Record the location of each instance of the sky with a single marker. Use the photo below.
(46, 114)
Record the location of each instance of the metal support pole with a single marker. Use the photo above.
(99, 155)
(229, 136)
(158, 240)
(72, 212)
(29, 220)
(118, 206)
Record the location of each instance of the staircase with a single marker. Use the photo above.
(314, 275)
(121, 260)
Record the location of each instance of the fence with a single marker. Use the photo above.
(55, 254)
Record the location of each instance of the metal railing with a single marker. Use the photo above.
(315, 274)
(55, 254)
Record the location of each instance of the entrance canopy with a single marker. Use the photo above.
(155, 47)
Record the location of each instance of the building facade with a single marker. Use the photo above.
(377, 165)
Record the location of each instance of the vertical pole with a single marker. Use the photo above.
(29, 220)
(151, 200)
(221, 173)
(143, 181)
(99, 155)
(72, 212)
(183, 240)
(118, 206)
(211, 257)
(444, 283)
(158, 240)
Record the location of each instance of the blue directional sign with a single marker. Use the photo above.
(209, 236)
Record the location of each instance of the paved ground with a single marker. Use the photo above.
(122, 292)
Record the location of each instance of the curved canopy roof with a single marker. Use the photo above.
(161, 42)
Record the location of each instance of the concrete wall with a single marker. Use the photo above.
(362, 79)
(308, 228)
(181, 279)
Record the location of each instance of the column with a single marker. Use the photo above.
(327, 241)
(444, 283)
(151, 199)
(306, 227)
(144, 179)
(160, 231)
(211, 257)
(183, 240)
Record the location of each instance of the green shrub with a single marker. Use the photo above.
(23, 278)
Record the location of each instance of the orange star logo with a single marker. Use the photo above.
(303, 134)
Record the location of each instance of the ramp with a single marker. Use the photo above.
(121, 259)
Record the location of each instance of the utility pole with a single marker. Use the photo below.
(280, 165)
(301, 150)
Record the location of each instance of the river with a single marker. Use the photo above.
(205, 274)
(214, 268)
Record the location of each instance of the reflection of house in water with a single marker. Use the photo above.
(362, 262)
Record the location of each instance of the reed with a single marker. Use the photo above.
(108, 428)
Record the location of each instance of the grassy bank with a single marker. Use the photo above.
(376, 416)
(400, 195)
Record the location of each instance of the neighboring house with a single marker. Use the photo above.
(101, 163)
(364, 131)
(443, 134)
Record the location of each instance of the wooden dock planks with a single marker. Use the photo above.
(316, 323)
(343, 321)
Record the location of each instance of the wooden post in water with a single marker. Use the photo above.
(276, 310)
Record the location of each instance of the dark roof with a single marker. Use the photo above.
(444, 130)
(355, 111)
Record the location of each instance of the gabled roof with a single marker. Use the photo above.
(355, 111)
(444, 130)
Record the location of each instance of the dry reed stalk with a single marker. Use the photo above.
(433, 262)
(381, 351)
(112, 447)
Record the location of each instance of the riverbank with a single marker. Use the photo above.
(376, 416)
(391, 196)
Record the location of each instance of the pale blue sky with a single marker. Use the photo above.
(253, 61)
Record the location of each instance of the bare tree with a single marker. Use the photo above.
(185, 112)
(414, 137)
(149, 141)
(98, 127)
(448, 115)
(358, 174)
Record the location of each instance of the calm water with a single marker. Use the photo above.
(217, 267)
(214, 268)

+-------+

Retype the records without any change, starting at the line that contains "Record the location of each instance of the dry" and ending at the final line of the records.

Record the location of each instance of the dry reed stalk with a single marker. Use the photo above.
(433, 262)
(381, 351)
(112, 447)
Record the location of each instance of the riverbank with a single marker. Use the photo above.
(376, 416)
(391, 196)
Record the location of each instance of the pale blue sky with a single marker. Use the photo above.
(253, 61)
Record the location of each instance of the bare tree with a single marker. Use the photo above.
(185, 112)
(414, 137)
(149, 141)
(98, 127)
(448, 115)
(358, 174)
Record the location of each instance of the calm water with a single marker. Use the photo above.
(217, 267)
(214, 268)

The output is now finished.